__EXTRAIT__.
:::::

DEATH ENGINE. Le trio de Lorient est plutôt discret et depuis le feu d’artifice engendré par Mud,
son tout premier album publié en 2015, il n’a pas donné beaucoup de concerts
et pas vraiment de nouvelles, bonnes ou mauvaises. Mais au fond cela me va bien :
Death Engine n’est pas du genre à parler pour ne rien dire ni à faire de grands
gestes incompréhensibles dans le vide. Plus que tout – et malgré un nom pas très
original qui renifle à mille lieues le spleen autodestructeur de l’apprenti
adulte toujours en proie aux questions existentielles de la post adolescence – Death
Engine est un groupe complètement atypique dans cette micro-scène musicale de
jeunes-vieux, celle que l’on pourrait qualifier de noise-core. OK : encore
une foutue étiquette qui ne veut rien dire, donc cela n’a aucune importance.
Death Engine ne distille pas la joie,
c’est même tout le contraire. Mais il est indéniable que le mensonge n’est ici
pas de mise ; non personne ne peut remettre en cause à l’écoute des enregistrements
de Death Engine le fait que le trio ne fait pas grand-chose comme tout le
monde et que surtout il ne fait pas semblant. Avec une sorte d’intransigeance
et de foi malgré tout qui n’est pas
sans rappeler la loyauté des groupes de hardcore les plus concernés et les plus
impliqués. Sauf que Death Engine n’est pas un groupe de hardcore. Pas plus qu’un
groupe de noise, de screamo-bouh, de metal, d’indus ou de
dark-wave-je-ne-sais-quoi-oh-my-goth. Death Engine est un peu tout ça mais va
toujours beaucoup plus loin. Et ce n’est pas Place Noire, le nouvel album du groupe, qui me contredira. Loin de
là.

:::::

__DONNÉES FOURNIES__.
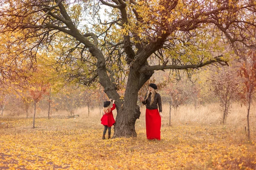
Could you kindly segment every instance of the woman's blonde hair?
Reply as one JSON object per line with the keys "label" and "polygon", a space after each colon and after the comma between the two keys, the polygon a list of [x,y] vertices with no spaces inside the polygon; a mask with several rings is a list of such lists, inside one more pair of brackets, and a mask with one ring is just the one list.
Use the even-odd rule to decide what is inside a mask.
{"label": "woman's blonde hair", "polygon": [[[150,92],[149,92],[149,91],[148,91],[147,94],[147,97],[146,97],[145,100],[148,99],[148,96],[149,96],[150,93]],[[150,105],[152,105],[152,103],[153,103],[153,102],[154,102],[154,96],[156,95],[156,93],[157,92],[155,89],[152,88],[152,92],[151,92],[151,95],[150,96],[151,97],[151,99],[150,101],[150,104],[149,104]]]}
{"label": "woman's blonde hair", "polygon": [[110,105],[106,108],[103,108],[103,114],[104,114],[109,113],[111,111]]}

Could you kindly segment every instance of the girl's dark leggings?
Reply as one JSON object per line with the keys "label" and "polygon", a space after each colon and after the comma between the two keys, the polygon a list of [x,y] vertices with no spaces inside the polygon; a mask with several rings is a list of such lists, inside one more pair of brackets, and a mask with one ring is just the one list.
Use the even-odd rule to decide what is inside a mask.
{"label": "girl's dark leggings", "polygon": [[105,135],[106,134],[106,132],[107,132],[107,129],[108,129],[108,134],[110,135],[111,133],[111,127],[108,127],[106,125],[104,125],[104,131],[103,131],[103,134]]}

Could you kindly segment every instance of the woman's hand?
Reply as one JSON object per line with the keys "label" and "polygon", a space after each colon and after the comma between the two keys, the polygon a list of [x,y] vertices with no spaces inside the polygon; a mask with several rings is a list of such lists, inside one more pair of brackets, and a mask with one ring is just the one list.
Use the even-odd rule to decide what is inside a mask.
{"label": "woman's hand", "polygon": [[163,114],[162,113],[162,112],[159,112],[159,114],[160,115],[160,117],[163,117]]}
{"label": "woman's hand", "polygon": [[141,101],[144,102],[144,99],[143,98],[143,97],[140,97],[140,99]]}

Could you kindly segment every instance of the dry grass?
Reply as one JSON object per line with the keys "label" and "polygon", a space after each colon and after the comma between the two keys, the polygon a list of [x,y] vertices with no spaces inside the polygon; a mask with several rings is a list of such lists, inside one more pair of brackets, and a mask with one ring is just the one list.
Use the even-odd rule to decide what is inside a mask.
{"label": "dry grass", "polygon": [[[55,113],[48,120],[0,119],[0,169],[256,169],[255,109],[247,140],[245,107],[234,105],[225,125],[218,105],[183,106],[172,114],[164,106],[160,141],[145,137],[145,108],[136,124],[137,138],[101,139],[98,109]],[[116,112],[114,112],[115,117]],[[41,112],[38,117],[46,117]],[[112,129],[113,130],[113,129]]]}

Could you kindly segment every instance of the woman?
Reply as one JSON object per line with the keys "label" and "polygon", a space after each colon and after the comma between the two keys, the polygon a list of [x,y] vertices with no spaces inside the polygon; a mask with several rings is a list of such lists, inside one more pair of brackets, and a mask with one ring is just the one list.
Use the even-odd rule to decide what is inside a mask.
{"label": "woman", "polygon": [[[156,139],[160,140],[161,118],[162,114],[162,101],[161,96],[157,93],[157,85],[150,83],[148,91],[145,99],[140,97],[140,99],[144,105],[146,105],[146,131],[148,139]],[[157,105],[159,111],[157,109]]]}

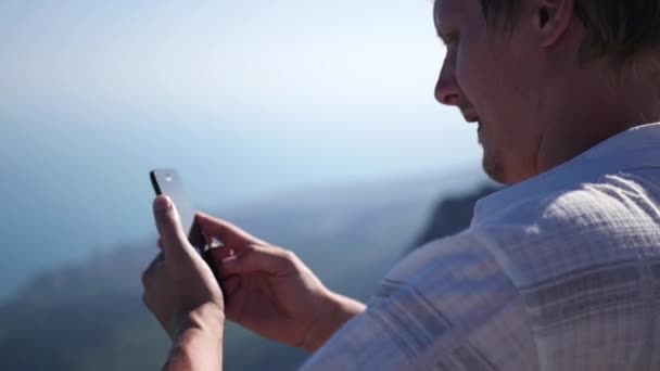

:::::

__CONSIGNES__.
**A.** Reproduisez fidèlement le passage de l'extrait qui va de « DEATH ENGINE. Le » jusqu'à « n’a aucune importance. » inclus.
**B.** Selon l'extrait, en quelle année Death Engine a-t-il publié son tout premier album, Mud ?
Les lignes proviennent d'une source distincte de l'extrait.

__RÉPONSES ATTENDUES__.
**A.**
DEATH ENGINE. Le trio de Lorient est plutôt discret et depuis le feu d’artifice engendré par Mud,
son tout premier album publié en 2015, il n’a pas donné beaucoup de concerts
et pas vraiment de nouvelles, bonnes ou mauvaises. Mais au fond cela me va bien :
Death Engine n’est pas du genre à parler pour ne rien dire ni à faire de grands
gestes incompréhensibles dans le vide. Plus que tout – et malgré un nom pas très
original qui renifle à mille lieues le spleen autodestructeur de l’apprenti
adulte toujours en proie aux questions existentielles de la post adolescence – Death
Engine est un groupe complètement atypique dans cette micro-scène musicale de
jeunes-vieux, celle que l’on pourrait qualifier de noise-core. OK : encore
une foutue étiquette qui ne veut rien dire, donc cela n’a aucune importance.

**B.** En 2015.